Starting at the first line of the listing below and ending at the line that contains "Target: wind turbine", output those lines as a numbered list, leaving out any blank lines.

▬▬▬▬▬▬▬▬▬▬

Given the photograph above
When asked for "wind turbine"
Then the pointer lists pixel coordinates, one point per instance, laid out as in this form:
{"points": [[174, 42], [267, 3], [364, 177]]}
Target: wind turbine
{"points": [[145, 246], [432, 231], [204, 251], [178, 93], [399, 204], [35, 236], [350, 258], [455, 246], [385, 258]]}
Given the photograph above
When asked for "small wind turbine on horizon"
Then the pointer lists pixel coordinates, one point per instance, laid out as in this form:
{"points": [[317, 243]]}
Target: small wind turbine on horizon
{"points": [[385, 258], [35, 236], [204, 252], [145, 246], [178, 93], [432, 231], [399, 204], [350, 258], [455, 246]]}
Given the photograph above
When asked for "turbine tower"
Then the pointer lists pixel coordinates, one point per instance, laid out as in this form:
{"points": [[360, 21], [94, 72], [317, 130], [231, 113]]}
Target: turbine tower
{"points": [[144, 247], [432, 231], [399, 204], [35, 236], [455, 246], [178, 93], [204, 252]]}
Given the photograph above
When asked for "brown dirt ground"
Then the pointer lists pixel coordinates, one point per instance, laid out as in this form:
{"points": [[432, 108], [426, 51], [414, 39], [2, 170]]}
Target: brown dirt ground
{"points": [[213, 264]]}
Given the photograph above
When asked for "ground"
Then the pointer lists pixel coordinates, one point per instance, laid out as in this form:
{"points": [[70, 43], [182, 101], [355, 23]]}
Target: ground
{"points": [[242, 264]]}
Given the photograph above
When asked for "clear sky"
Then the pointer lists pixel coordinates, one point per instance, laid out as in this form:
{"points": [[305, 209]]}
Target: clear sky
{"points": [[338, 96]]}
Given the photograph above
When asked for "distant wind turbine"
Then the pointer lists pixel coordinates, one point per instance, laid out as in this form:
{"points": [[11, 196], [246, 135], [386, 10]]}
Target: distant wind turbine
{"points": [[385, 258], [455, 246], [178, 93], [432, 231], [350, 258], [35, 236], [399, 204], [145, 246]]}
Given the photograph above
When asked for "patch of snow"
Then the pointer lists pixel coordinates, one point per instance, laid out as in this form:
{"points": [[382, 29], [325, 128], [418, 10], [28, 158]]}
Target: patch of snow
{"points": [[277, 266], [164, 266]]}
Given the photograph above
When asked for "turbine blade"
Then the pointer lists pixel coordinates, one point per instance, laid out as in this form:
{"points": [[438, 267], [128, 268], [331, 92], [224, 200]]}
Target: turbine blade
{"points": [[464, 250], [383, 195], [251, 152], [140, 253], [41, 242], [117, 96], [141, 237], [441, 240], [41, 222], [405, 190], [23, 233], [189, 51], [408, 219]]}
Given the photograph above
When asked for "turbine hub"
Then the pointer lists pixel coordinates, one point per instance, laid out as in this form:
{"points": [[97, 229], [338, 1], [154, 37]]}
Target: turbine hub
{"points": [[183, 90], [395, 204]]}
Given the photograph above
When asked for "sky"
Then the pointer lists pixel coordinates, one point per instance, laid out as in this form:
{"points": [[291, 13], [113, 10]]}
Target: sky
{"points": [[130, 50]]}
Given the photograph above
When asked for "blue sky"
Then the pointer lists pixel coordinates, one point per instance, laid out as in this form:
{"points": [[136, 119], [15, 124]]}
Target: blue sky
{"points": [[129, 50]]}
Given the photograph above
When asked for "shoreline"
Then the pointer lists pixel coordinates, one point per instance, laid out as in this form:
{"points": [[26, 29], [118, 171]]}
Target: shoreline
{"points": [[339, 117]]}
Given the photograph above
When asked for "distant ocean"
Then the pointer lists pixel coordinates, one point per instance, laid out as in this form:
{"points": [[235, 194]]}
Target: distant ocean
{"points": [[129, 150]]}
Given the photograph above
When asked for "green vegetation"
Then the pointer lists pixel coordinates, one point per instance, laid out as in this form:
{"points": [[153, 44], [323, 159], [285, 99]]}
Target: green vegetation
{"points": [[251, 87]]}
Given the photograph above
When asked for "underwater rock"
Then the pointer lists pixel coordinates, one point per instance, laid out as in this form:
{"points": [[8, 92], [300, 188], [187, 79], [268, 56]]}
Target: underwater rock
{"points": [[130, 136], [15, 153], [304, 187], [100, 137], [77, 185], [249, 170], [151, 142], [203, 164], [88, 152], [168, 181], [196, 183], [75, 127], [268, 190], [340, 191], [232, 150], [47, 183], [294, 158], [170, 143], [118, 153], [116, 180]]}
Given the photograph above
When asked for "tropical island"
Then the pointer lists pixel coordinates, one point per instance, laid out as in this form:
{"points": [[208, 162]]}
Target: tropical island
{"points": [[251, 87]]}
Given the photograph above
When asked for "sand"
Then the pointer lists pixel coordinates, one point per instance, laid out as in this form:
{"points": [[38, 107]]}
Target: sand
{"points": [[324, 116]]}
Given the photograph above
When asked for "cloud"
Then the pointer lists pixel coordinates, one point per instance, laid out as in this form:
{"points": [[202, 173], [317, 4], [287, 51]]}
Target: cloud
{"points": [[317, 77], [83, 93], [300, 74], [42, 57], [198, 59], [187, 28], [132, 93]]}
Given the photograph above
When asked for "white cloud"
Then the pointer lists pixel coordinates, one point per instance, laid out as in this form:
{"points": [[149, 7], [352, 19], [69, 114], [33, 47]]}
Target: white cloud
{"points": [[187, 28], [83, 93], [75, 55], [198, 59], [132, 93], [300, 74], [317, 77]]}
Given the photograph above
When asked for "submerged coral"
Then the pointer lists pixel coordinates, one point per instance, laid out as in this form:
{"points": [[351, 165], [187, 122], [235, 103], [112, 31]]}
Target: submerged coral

▬▬▬▬▬▬▬▬▬▬

• TASK RESULT:
1. Given the photograph above
2. When asked for "wind turbine"
3. Then the pointer lists pixel coordinates, one point per instance, laid out as in this form:
4. {"points": [[174, 42], [267, 3], [364, 177]]}
5. Target: wind turbine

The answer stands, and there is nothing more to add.